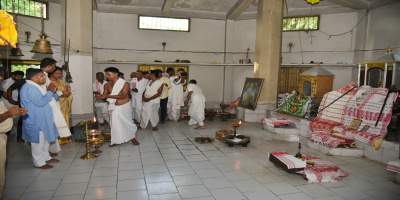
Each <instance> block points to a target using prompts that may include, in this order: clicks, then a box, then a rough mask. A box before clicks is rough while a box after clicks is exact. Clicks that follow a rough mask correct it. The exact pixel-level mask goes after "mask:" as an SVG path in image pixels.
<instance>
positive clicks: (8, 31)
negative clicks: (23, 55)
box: [0, 10, 18, 48]
mask: <svg viewBox="0 0 400 200" xmlns="http://www.w3.org/2000/svg"><path fill="white" fill-rule="evenodd" d="M17 42H18V32H17V30H16V29H15V22H14V18H13V16H11V15H10V14H8V13H7V12H6V11H4V10H0V45H10V46H12V47H14V48H16V47H17V46H16V45H17Z"/></svg>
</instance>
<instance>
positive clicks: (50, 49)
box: [31, 33, 53, 54]
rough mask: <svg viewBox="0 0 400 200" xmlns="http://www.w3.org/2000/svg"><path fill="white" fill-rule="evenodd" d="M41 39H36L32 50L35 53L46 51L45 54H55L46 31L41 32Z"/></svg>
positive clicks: (32, 48)
mask: <svg viewBox="0 0 400 200" xmlns="http://www.w3.org/2000/svg"><path fill="white" fill-rule="evenodd" d="M39 36H40V39H37V40H36V41H35V45H33V48H32V50H31V52H33V53H44V54H53V51H52V50H51V45H50V41H48V40H46V37H47V35H46V33H44V34H42V33H40V34H39Z"/></svg>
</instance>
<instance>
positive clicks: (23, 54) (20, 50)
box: [10, 43, 24, 56]
mask: <svg viewBox="0 0 400 200" xmlns="http://www.w3.org/2000/svg"><path fill="white" fill-rule="evenodd" d="M10 55H11V56H24V54H22V51H21V49H20V48H19V47H18V43H17V48H12V49H11V54H10Z"/></svg>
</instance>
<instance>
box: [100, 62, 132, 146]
mask: <svg viewBox="0 0 400 200" xmlns="http://www.w3.org/2000/svg"><path fill="white" fill-rule="evenodd" d="M104 71H105V72H106V76H107V79H108V80H109V81H110V82H109V83H107V84H106V85H105V86H104V94H103V95H101V96H99V97H97V98H98V99H107V101H108V103H109V105H108V110H109V112H110V116H111V119H110V128H111V145H110V146H109V147H115V146H117V145H119V144H122V143H125V142H127V141H129V140H131V141H132V144H133V145H135V146H137V145H139V142H138V141H137V140H136V139H135V136H136V130H137V127H136V126H135V124H134V123H133V121H132V107H131V103H130V100H129V97H128V95H129V83H127V82H126V81H125V80H124V79H122V78H120V77H119V75H118V74H119V70H118V69H117V68H115V67H109V68H107V69H105V70H104Z"/></svg>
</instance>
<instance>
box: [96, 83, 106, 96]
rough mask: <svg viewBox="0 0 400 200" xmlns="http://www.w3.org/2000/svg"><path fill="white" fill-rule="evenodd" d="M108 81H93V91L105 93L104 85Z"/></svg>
mask: <svg viewBox="0 0 400 200" xmlns="http://www.w3.org/2000/svg"><path fill="white" fill-rule="evenodd" d="M106 83H107V81H103V83H100V82H99V81H97V80H96V81H95V82H94V83H93V91H94V92H97V93H99V94H103V93H104V85H105V84H106Z"/></svg>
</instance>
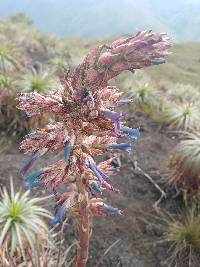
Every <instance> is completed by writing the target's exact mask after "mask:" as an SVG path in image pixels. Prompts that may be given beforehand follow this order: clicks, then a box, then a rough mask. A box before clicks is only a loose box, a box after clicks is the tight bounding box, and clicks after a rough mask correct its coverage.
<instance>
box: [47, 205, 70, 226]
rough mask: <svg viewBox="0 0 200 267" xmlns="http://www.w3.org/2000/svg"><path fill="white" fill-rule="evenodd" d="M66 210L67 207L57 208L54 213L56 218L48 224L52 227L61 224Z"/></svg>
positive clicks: (63, 206) (66, 208)
mask: <svg viewBox="0 0 200 267" xmlns="http://www.w3.org/2000/svg"><path fill="white" fill-rule="evenodd" d="M68 208H69V207H68V205H65V206H61V207H59V208H58V210H57V212H56V216H55V217H54V218H53V219H52V220H51V222H50V223H51V224H53V225H56V224H60V223H62V222H63V220H64V215H65V212H66V210H67V209H68Z"/></svg>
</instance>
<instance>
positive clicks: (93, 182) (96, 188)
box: [90, 181, 103, 194]
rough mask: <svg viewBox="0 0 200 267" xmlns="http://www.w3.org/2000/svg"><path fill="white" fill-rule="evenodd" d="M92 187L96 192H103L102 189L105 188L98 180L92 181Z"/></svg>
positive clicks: (91, 186) (98, 192) (99, 193)
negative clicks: (100, 183) (101, 184)
mask: <svg viewBox="0 0 200 267" xmlns="http://www.w3.org/2000/svg"><path fill="white" fill-rule="evenodd" d="M90 187H91V188H92V190H94V191H95V192H96V193H98V194H102V190H103V188H102V187H101V185H100V184H99V183H97V182H96V181H92V182H91V183H90Z"/></svg>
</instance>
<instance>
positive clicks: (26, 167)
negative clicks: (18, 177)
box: [20, 153, 38, 175]
mask: <svg viewBox="0 0 200 267" xmlns="http://www.w3.org/2000/svg"><path fill="white" fill-rule="evenodd" d="M37 158H38V155H37V154H36V153H33V155H32V156H31V158H30V160H28V161H27V163H26V164H25V165H24V166H23V167H22V168H21V170H20V172H21V173H22V174H23V175H24V174H25V173H26V172H27V171H28V170H29V169H30V168H31V166H32V165H33V163H34V162H35V161H36V159H37Z"/></svg>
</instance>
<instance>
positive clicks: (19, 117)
mask: <svg viewBox="0 0 200 267" xmlns="http://www.w3.org/2000/svg"><path fill="white" fill-rule="evenodd" d="M19 119H20V120H21V121H27V120H28V119H30V116H28V115H27V114H26V112H25V111H24V112H23V113H22V114H20V115H19Z"/></svg>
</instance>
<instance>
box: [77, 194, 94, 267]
mask: <svg viewBox="0 0 200 267" xmlns="http://www.w3.org/2000/svg"><path fill="white" fill-rule="evenodd" d="M87 194H88V193H86V194H85V197H84V199H83V200H82V201H81V203H80V215H79V217H78V224H77V228H78V234H79V247H78V250H77V257H76V264H75V266H76V267H85V266H86V264H87V260H88V250H89V243H90V234H91V215H90V213H89V210H88V198H87Z"/></svg>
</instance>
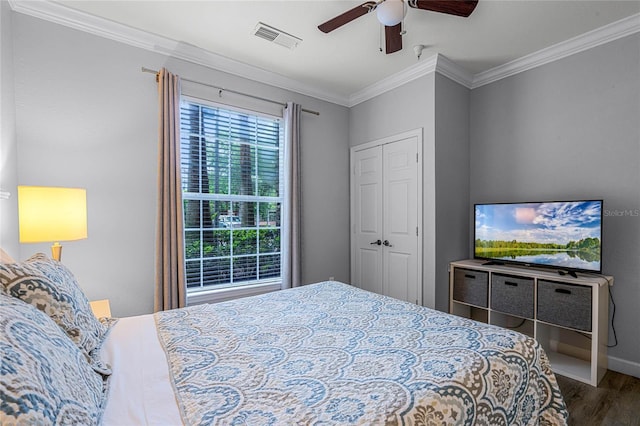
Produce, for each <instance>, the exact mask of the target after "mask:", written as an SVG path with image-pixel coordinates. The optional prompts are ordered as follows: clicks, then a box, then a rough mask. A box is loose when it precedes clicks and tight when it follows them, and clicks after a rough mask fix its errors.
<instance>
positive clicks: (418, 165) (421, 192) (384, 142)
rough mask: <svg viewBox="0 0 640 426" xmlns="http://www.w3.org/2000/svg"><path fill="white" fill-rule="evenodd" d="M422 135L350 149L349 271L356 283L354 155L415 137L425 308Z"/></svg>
mask: <svg viewBox="0 0 640 426" xmlns="http://www.w3.org/2000/svg"><path fill="white" fill-rule="evenodd" d="M422 133H423V129H422V127H420V128H417V129H413V130H409V131H406V132H402V133H398V134H396V135H391V136H387V137H384V138H381V139H376V140H373V141H370V142H366V143H363V144H360V145H356V146H352V147H351V148H350V149H349V245H350V251H349V252H350V262H349V264H350V265H349V271H350V281H351V282H354V277H355V273H356V272H355V256H356V249H357V247H356V241H355V238H354V234H355V232H356V228H355V226H356V218H355V210H356V209H355V204H354V203H355V191H356V188H355V179H354V176H355V171H356V170H355V164H354V153H356V152H358V151H362V150H365V149H370V148H374V147H377V146H383V145H387V144H390V143H393V142H398V141H401V140H403V139H408V138H412V137H415V138H416V139H417V142H418V146H417V150H418V158H417V162H416V167H417V168H418V177H417V179H418V182H417V192H418V194H417V195H418V203H417V209H418V212H417V214H418V235H417V241H418V247H417V253H416V255H417V262H416V264H417V268H418V270H417V271H416V273H417V275H416V276H417V279H418V301H419V303H420V305H421V306H424V301H423V294H422V293H423V286H424V283H423V276H422V263H423V257H422V256H423V254H422V253H423V251H422V249H423V247H422V246H423V244H424V243H423V239H424V237H423V235H424V217H423V212H422V208H423V207H422V205H423V199H424V192H423V188H422V184H423V180H424V176H423V165H424V163H423V149H422V148H423V137H422Z"/></svg>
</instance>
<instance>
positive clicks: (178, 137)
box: [154, 68, 187, 312]
mask: <svg viewBox="0 0 640 426" xmlns="http://www.w3.org/2000/svg"><path fill="white" fill-rule="evenodd" d="M158 98H159V112H160V114H159V116H160V117H159V118H160V125H159V131H158V134H159V141H158V217H157V229H156V291H155V303H154V309H155V311H156V312H158V311H164V310H167V309H175V308H181V307H184V306H185V305H186V291H187V289H186V285H185V272H184V227H183V219H182V192H181V185H180V77H178V76H177V75H174V74H171V73H170V72H168V71H167V70H166V69H164V68H163V69H162V70H160V72H159V73H158Z"/></svg>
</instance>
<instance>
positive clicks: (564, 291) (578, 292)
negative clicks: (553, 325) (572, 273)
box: [538, 280, 591, 331]
mask: <svg viewBox="0 0 640 426" xmlns="http://www.w3.org/2000/svg"><path fill="white" fill-rule="evenodd" d="M538 320H540V321H544V322H548V323H550V324H556V325H561V326H564V327H570V328H575V329H577V330H583V331H591V287H590V286H583V285H574V284H566V283H558V282H554V281H545V280H538Z"/></svg>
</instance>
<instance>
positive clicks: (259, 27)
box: [253, 22, 302, 49]
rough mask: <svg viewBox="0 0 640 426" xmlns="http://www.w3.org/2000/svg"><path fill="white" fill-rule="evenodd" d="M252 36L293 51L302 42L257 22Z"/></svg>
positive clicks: (290, 36)
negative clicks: (276, 44) (258, 37)
mask: <svg viewBox="0 0 640 426" xmlns="http://www.w3.org/2000/svg"><path fill="white" fill-rule="evenodd" d="M253 34H254V35H255V36H257V37H260V38H263V39H265V40H267V41H270V42H272V43H275V44H279V45H280V46H284V47H286V48H287V49H293V48H295V47H297V46H298V44H299V43H300V42H302V39H301V38H298V37H296V36H292V35H291V34H287V33H285V32H284V31H281V30H279V29H277V28H273V27H272V26H270V25H267V24H265V23H262V22H258V25H256V28H255V30H254V32H253Z"/></svg>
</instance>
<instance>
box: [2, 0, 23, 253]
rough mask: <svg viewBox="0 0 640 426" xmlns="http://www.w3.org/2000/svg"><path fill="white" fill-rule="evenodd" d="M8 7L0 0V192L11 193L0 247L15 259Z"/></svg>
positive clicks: (15, 194) (15, 183)
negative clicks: (9, 192) (1, 55)
mask: <svg viewBox="0 0 640 426" xmlns="http://www.w3.org/2000/svg"><path fill="white" fill-rule="evenodd" d="M11 15H12V12H11V8H10V7H9V3H8V2H6V1H0V52H1V53H0V54H1V55H2V56H1V57H0V189H2V190H3V191H8V192H11V198H9V199H6V200H2V199H0V247H2V248H3V249H4V250H5V251H7V252H8V253H9V254H10V255H11V256H13V257H17V256H18V255H19V254H20V253H19V246H18V213H17V210H18V202H17V196H16V190H15V187H16V185H17V181H18V169H17V167H18V153H17V141H16V125H15V121H16V120H15V96H14V89H13V25H12V20H11Z"/></svg>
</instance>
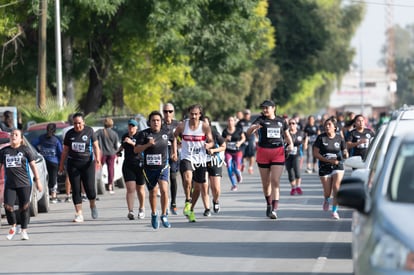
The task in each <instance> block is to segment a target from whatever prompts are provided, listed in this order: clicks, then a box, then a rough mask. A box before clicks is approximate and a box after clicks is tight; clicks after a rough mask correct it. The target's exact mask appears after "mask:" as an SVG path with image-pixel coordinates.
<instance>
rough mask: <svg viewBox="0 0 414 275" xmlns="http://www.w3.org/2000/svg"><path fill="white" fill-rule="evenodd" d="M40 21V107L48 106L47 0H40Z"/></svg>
mask: <svg viewBox="0 0 414 275" xmlns="http://www.w3.org/2000/svg"><path fill="white" fill-rule="evenodd" d="M39 10H40V22H39V45H38V47H39V49H38V75H39V87H38V97H37V106H39V108H40V109H43V108H45V106H46V27H47V0H40V3H39Z"/></svg>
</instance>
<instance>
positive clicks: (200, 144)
mask: <svg viewBox="0 0 414 275" xmlns="http://www.w3.org/2000/svg"><path fill="white" fill-rule="evenodd" d="M206 139H207V137H206V134H205V133H204V132H203V122H202V121H199V124H198V128H197V129H195V130H191V129H190V127H189V120H188V119H186V120H185V121H184V131H183V134H182V141H181V159H186V160H189V161H191V162H192V163H195V164H201V163H205V162H206V157H207V153H206V149H205V144H206Z"/></svg>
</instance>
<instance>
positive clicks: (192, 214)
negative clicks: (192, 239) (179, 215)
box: [187, 211, 195, 222]
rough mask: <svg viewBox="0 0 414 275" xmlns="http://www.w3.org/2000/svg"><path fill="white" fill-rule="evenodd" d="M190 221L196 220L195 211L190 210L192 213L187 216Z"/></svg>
mask: <svg viewBox="0 0 414 275" xmlns="http://www.w3.org/2000/svg"><path fill="white" fill-rule="evenodd" d="M187 218H188V221H189V222H195V215H194V211H190V213H189V214H188V216H187Z"/></svg>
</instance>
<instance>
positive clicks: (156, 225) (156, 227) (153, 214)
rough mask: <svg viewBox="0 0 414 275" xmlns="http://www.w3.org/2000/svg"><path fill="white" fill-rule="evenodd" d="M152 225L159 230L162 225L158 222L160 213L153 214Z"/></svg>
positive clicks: (156, 212)
mask: <svg viewBox="0 0 414 275" xmlns="http://www.w3.org/2000/svg"><path fill="white" fill-rule="evenodd" d="M151 225H152V228H154V229H158V228H159V227H160V223H159V221H158V212H155V214H152V213H151Z"/></svg>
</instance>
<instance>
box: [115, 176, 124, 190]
mask: <svg viewBox="0 0 414 275" xmlns="http://www.w3.org/2000/svg"><path fill="white" fill-rule="evenodd" d="M115 185H116V186H117V187H118V188H122V189H123V188H125V180H124V177H121V178H119V179H118V180H117V181H116V182H115Z"/></svg>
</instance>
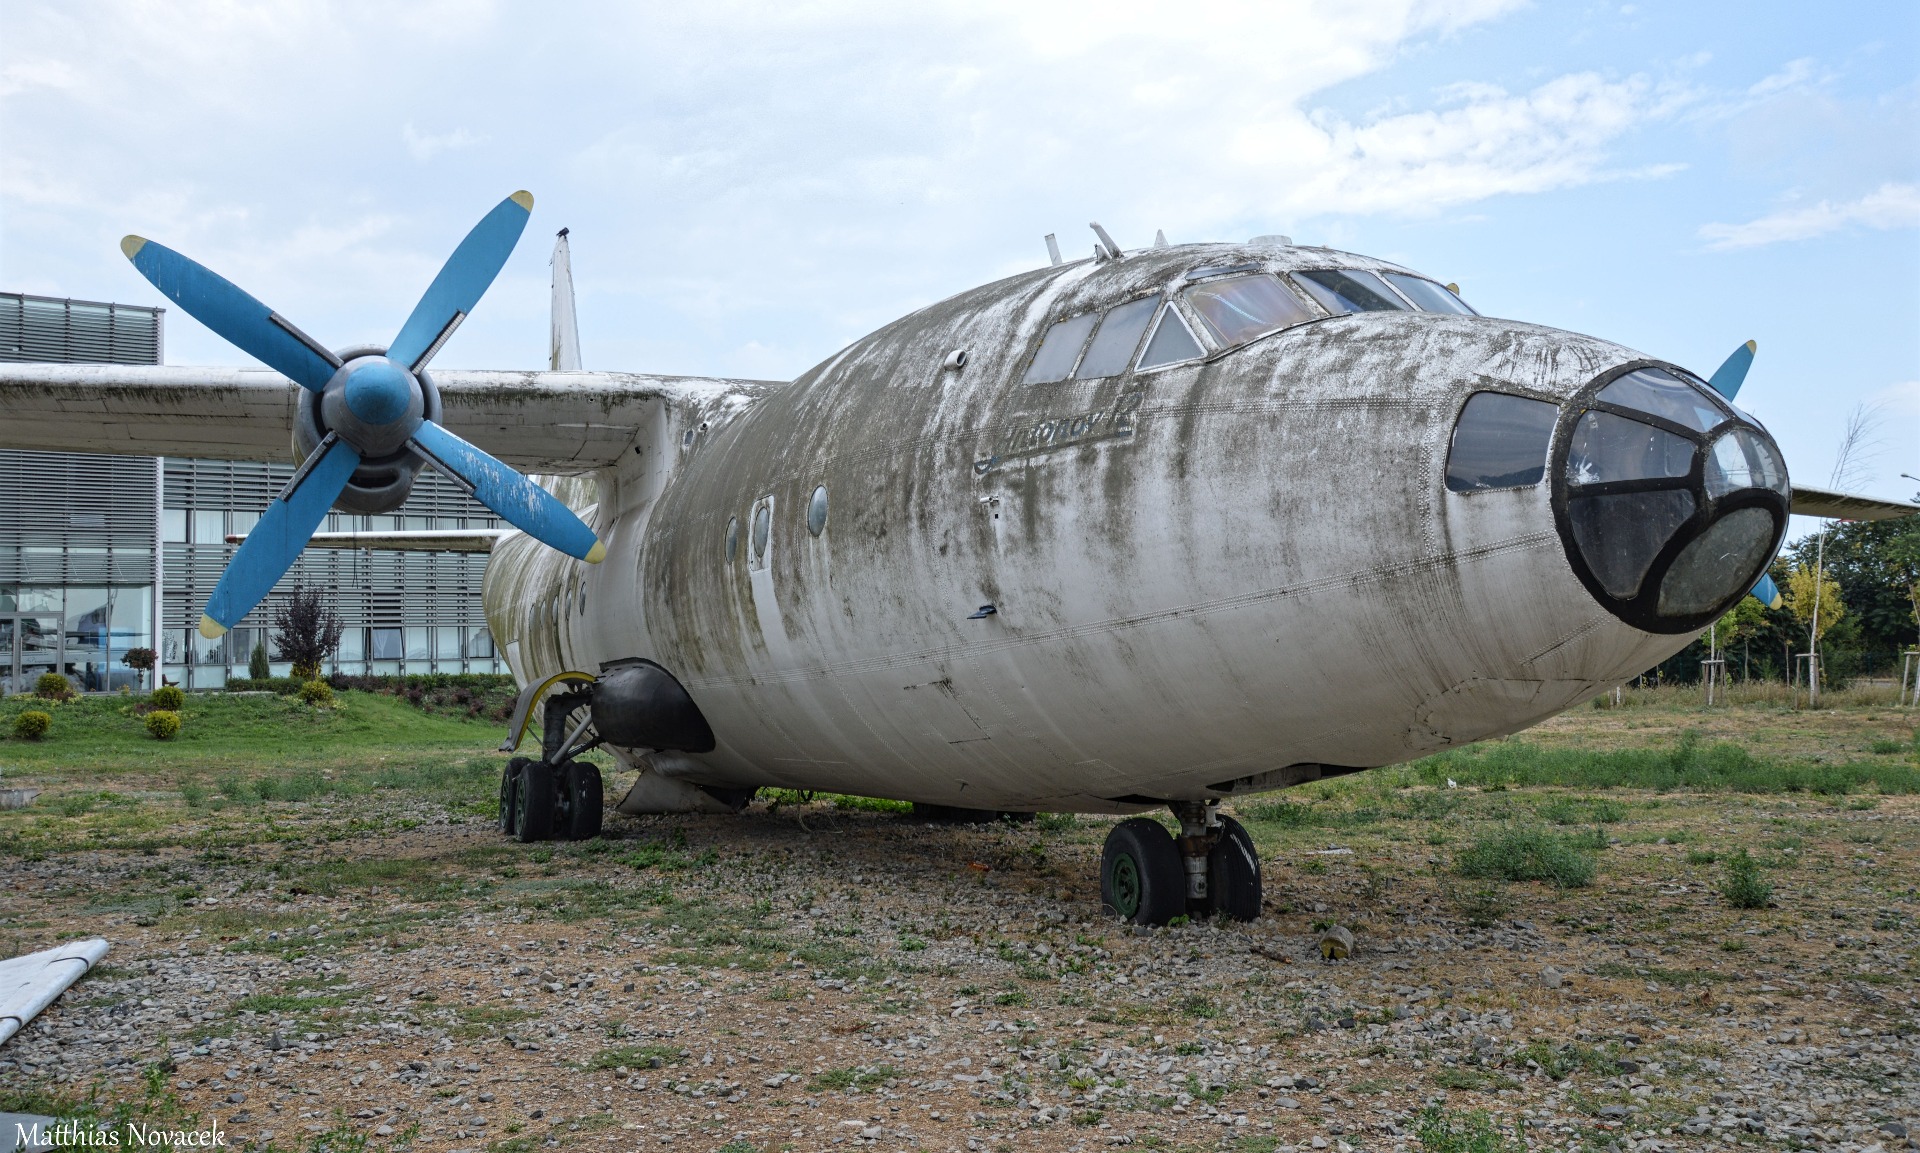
* * *
▶ _What you are asked to do_: The copy must begin at the line containing "positive clicks: (156, 212)" and end at the last line of the data above, with every line retyped exactly and no pictures included.

▶ _Answer space_:
positive clicks: (156, 212)
mask: <svg viewBox="0 0 414 275" xmlns="http://www.w3.org/2000/svg"><path fill="white" fill-rule="evenodd" d="M151 225H152V228H154V229H158V228H159V227H160V223H159V221H158V212H155V214H152V213H151Z"/></svg>
</instance>
<instance>
box: [115, 176, 124, 190]
mask: <svg viewBox="0 0 414 275" xmlns="http://www.w3.org/2000/svg"><path fill="white" fill-rule="evenodd" d="M115 185H116V186H117V187H118V188H122V189H123V188H125V180H124V177H121V178H119V179H118V180H117V181H116V182H115Z"/></svg>
</instance>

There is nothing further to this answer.